Vorliegender Text

=-=-=-=-=

Es liest sich wie eine langweilige Statistik. Und doch steckt eine aufregende Entwicklung dahinter: Viele Kunden bezahlen mit Karte kleine Beträge, weil sie es praktischer finden. Das Bargeld wird dagegen zur Wertaufbewahrung wichtiger. Viele misstrauen den Banken – Geld unter der Matratze erscheint ihnen sicherer. Zinsen gibt es ohnehin praktisch keine mehr: Weil man auf Zinserträge nicht mehr verzichten muss, kostet Bargeld also nichts mehr. Und Bargeld entzieht sich der Kontrolle durch Staat und Banken. Auch das wird immer wichtiger – Bargeld schützt davor, dass man in seinem Verhalten komplett durchsichtig wird. Man sichert seine Daten nicht nur vor Facebook&Co., sondern auch vor Behörden. Das ist längst kein krimineller Akt, sondern gelebte Freiheit, eine stille Demonstration gegen den totalen Überwachungsstaat.

=-=-=-=-=

(Datensatzeinträge)

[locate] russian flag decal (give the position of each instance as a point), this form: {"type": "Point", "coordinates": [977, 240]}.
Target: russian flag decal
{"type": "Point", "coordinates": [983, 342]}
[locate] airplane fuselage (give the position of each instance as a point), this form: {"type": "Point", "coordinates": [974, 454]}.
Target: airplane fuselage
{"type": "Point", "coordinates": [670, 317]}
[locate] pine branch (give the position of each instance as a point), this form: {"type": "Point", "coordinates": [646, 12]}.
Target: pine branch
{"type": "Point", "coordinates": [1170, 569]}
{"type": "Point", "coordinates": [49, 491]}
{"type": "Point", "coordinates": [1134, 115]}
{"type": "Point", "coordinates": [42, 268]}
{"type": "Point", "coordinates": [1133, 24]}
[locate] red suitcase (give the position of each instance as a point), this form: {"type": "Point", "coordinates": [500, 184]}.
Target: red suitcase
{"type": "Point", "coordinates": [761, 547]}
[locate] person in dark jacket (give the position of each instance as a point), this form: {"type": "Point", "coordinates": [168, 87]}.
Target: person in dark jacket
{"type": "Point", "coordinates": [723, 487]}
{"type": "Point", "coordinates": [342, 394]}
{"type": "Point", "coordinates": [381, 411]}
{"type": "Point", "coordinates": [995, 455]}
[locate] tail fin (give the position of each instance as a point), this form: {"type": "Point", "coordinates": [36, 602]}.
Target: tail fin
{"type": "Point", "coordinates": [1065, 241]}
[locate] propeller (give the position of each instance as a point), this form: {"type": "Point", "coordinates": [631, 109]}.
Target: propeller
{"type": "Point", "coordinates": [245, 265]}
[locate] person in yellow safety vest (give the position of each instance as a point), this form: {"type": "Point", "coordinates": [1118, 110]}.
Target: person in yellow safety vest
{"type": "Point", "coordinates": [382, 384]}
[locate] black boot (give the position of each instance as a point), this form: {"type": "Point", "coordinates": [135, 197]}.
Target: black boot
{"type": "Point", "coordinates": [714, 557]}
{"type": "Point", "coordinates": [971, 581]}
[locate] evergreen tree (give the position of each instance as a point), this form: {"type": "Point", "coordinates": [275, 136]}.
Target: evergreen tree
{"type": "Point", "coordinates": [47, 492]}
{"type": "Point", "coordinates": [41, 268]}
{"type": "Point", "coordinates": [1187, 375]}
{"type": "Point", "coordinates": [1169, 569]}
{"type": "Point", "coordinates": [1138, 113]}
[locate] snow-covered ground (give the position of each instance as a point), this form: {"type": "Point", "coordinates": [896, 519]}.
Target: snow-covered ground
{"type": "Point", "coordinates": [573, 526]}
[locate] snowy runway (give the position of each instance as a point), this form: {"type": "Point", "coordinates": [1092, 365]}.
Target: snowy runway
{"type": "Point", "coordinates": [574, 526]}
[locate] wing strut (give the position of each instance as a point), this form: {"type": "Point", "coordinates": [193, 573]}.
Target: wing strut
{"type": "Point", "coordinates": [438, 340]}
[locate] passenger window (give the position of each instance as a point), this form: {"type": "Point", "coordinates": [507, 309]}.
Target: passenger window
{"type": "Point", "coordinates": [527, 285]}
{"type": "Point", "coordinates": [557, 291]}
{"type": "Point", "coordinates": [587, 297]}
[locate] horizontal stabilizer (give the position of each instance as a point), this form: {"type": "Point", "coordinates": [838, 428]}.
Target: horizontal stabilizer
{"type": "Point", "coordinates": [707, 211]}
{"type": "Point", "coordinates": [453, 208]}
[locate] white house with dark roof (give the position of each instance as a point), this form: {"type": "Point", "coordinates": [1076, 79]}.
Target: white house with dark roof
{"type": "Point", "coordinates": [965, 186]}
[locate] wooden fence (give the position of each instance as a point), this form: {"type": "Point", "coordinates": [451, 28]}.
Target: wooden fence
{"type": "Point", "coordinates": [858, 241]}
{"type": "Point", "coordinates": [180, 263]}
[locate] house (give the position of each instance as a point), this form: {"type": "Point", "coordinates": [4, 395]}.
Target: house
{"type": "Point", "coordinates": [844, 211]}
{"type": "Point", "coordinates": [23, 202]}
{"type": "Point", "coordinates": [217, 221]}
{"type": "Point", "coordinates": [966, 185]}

=-=-=-=-=

Zu lösende Aufgaben
[A] Entscheiden Sie für jede der folgenden Aussagen, ob sie mit dem Text über Bargeld übereinstimmt, und belegen Sie Ihre Antwort mit einem wörtlichen Zitat daraus: (i) Viele Kunden zahlen kleine Beträge mit Karte, weil sie das praktischer finden. (ii) Für die Wertaufbewahrung verliert Bargeld an Bedeutung. (iii) Die Nutzung von Bargeld wird als krimineller Akt dargestellt.
[B] Zählen Sie alle Stellen auf, vor deren Kontrolle oder Zugriff Bargeld laut dem Text über Bargeld schützt.

Lösungen
[A]
(i) Ja: „Viele Kunden bezahlen mit Karte kleine Beträge, weil sie es praktischer finden.“
(ii) Nein: „Das Bargeld wird dagegen zur Wertaufbewahrung wichtiger.“
(iii) Nein: „Das ist längst kein krimineller Akt, sondern gelebte Freiheit“

[B] Staat, Banken, Facebook&Co., Behörden